··· Given data
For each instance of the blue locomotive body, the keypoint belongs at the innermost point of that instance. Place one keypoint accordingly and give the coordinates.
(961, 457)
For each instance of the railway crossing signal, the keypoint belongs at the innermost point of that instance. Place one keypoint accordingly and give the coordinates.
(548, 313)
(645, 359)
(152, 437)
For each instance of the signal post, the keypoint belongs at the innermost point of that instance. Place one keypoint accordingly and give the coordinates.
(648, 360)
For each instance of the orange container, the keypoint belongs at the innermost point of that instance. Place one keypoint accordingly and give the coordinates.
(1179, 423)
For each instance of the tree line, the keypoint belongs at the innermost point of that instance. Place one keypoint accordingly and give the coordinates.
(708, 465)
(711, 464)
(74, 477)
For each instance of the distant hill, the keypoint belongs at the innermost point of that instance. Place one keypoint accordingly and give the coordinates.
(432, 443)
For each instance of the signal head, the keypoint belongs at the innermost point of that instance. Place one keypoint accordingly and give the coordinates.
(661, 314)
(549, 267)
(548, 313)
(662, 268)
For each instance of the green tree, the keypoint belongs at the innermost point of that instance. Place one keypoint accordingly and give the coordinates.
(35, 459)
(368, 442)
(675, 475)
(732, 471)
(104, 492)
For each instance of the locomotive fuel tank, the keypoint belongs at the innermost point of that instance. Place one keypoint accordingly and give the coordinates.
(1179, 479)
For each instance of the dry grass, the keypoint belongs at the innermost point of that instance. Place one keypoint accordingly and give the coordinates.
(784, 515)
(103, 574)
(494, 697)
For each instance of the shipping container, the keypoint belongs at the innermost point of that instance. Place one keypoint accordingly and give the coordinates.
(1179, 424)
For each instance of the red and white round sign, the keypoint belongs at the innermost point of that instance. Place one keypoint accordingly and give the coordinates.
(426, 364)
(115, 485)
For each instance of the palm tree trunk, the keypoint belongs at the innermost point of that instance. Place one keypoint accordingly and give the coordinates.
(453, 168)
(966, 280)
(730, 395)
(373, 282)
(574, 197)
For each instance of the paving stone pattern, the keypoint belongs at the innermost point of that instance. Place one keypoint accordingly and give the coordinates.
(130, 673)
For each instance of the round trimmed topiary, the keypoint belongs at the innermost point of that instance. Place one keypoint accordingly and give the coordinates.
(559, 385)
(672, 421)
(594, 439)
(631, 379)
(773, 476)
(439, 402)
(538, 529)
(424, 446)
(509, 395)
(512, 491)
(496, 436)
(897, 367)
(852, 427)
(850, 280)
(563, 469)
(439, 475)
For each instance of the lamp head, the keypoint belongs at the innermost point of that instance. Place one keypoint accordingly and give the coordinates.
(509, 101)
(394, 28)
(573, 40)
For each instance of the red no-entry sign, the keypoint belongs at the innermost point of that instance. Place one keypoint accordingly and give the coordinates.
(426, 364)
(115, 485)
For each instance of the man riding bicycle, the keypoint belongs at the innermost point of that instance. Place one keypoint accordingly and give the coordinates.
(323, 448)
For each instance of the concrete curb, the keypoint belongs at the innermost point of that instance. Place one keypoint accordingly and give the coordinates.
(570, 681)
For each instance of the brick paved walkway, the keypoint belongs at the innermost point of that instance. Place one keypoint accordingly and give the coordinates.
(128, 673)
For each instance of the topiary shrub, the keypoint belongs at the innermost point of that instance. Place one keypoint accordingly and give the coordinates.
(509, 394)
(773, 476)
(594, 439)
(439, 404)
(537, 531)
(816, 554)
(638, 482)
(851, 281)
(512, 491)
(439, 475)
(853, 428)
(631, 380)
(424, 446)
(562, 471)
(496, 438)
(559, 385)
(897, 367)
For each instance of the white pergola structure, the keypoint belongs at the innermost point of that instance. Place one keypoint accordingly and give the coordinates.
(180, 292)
······
### Exercise description
Arrange the lines of the material above as a JSON list of strings, one string per line and no blank lines, starting at the line containing "For each instance of the dry" and ending at the line containing "(1179, 424)".

### Exercise response
[
  "For each instance of the dry grass, the keypoint belongs at the innermost point of that instance. Place one keypoint accordingly and give the coordinates.",
  "(784, 515)",
  "(103, 574)",
  "(494, 697)",
  "For each instance of the shipping container, the keypoint belongs at the innermost point of that instance. Place one keypoint accordingly and give the coordinates.",
  "(1179, 424)"
]